Directions for this task
Could you write out each of the records below exactly?

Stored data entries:
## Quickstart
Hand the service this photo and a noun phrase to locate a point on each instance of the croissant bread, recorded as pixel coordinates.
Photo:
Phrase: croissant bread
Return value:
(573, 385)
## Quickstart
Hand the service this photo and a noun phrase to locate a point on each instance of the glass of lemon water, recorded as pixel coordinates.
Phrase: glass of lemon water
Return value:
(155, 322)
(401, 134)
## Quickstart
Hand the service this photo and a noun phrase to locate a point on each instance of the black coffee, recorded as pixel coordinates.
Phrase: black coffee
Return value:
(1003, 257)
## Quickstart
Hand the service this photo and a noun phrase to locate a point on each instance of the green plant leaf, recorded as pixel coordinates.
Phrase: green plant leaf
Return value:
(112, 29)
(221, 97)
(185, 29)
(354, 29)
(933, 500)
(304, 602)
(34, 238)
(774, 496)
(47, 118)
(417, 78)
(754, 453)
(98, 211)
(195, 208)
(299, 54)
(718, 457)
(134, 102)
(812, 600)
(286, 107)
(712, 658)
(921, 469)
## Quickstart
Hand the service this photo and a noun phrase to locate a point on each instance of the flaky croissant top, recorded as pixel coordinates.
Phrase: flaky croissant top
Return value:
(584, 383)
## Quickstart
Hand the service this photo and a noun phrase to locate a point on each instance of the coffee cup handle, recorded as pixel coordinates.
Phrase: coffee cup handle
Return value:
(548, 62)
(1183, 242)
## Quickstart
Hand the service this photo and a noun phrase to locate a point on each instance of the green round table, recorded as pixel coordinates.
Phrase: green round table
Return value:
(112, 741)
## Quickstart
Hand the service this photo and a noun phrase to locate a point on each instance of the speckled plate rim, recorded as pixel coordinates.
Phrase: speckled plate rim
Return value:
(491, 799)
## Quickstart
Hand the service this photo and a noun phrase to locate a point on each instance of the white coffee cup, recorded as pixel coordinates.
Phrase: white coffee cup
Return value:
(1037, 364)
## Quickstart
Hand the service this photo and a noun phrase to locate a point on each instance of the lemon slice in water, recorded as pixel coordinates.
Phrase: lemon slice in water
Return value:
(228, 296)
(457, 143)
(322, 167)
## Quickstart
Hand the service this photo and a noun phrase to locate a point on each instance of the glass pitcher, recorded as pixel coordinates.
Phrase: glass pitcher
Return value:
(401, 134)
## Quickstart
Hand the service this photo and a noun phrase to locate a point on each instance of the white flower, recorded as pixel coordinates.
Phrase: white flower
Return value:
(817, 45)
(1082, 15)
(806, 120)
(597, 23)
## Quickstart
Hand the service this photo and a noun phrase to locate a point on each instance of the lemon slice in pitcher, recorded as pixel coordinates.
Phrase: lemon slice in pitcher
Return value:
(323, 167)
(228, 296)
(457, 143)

Solution to this problem
## Quickstart
Hand the service this photo and a noun phrase to locate a point on each instance of the croissant bread, recorded as pixel coordinates.
Photo:
Phrase: croissant bread
Return value:
(573, 385)
## Quickstart
Hand the service this photo and a noun phrase to locate a point on each instance of the glass of lemon water, recorded as pixel coordinates.
Phrase: glass of lemon water
Return value:
(155, 322)
(401, 134)
## Quickstart
Hand the service this photo and a noun phrase to locate a point on each instance of the black coffee, recorded as pixel coordinates.
Phrase: black coffee
Return value:
(1003, 257)
## Quickstart
Hand the service this photo and a noun phrase to locate a point on each instance of the green plant leaf, recorded as pixel coordinates.
Phrase: green plant leaf
Return value:
(112, 29)
(221, 97)
(185, 29)
(354, 29)
(933, 500)
(304, 602)
(34, 238)
(774, 496)
(47, 118)
(417, 78)
(754, 453)
(98, 211)
(195, 208)
(299, 54)
(718, 457)
(134, 102)
(812, 600)
(286, 107)
(712, 658)
(921, 469)
## Quickstart
Hand the service this photo and a noun phrase to locate a point on each instance of the flaky croissant top, recorded as pixel coordinates.
Phrase: flaky croissant top
Return value:
(584, 383)
## Quickstart
Hand the service this photo and a noun phrase to locate a point on each instance of the coffee cup handle, recorded as pixel coordinates.
Phrase: coffee cup handle
Return value:
(548, 62)
(1183, 242)
## Quickstart
Hand the service this photo and a noun phrase to locate a point on each instance of the green round table, recorded as pixel coordinates.
Phrase: green round table
Return value:
(112, 741)
## Quickstart
Hand the service this photo and a noun phrase to locate a point on each instance of the speckled plate rim, recorded as pixel coordinates.
Phrase: speckled plate rim
Return value:
(491, 799)
## Quickstart
Hand the service this photo and a noun phrase to locate a point on each instance of the white coffee cup, recorded as pixel coordinates.
Phrase: white coffee cup
Return value:
(1037, 364)
## Quickstart
Hand the service this photo and a noun phrase to locate a point on each instance of the lemon slice in water, recorded as pixel coordinates.
Phrase: lemon slice in water
Return value:
(228, 296)
(457, 143)
(322, 167)
## Quickstart
Hand the service this photo and a noun phrase to locate a point on each instance of the glass pitcher, recorded as pixel coordinates.
Phrase: glass pitcher
Return value:
(401, 134)
## Quickstart
Hand the service this photo and a noun phrase to locate a point on each instance of the white flower, recorded as pixel coordinates.
Phrase: white flower
Return value:
(817, 45)
(1082, 15)
(806, 120)
(597, 23)
## Quickstart
Hand the service this photo and a noun phrase to locate a point on each instance of the lemon slice in pitcher, recorded as pixel coordinates.
Phrase: lemon slice in pitcher
Return value:
(323, 167)
(228, 296)
(457, 143)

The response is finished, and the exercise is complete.